▶ [Entries]

────────────────

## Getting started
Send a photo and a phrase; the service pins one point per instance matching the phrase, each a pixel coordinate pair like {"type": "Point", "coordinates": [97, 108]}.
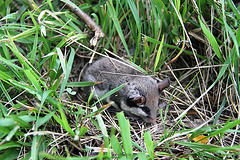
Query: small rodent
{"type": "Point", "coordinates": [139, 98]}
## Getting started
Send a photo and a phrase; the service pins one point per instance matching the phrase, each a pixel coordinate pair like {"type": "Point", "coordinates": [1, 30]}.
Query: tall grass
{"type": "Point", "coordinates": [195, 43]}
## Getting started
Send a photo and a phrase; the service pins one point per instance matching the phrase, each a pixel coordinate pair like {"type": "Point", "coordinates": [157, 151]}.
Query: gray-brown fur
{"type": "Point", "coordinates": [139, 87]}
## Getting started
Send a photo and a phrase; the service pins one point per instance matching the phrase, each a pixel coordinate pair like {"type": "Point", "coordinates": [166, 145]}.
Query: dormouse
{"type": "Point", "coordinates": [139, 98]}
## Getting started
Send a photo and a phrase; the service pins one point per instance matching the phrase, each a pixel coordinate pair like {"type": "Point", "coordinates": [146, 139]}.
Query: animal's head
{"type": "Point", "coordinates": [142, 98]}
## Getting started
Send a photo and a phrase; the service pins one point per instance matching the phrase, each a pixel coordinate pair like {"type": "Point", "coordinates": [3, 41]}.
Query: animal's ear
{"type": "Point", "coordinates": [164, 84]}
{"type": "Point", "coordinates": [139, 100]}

────────────────

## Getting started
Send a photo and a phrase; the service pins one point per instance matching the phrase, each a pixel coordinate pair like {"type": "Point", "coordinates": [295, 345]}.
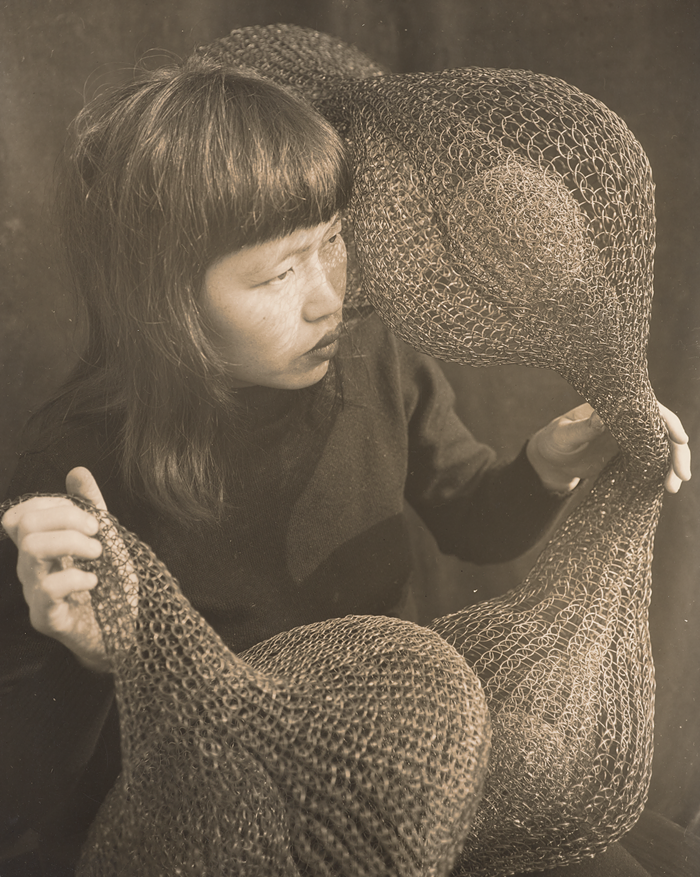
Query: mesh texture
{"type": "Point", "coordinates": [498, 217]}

────────────────

Report each line of the data above that contains the string "Query".

▶ [Answer to this problem]
Query: small rodent
Query: tall grass
Query: gray-brown fur
Query: dormouse
Query: animal's head
Query: animal's ear
Query: mesh texture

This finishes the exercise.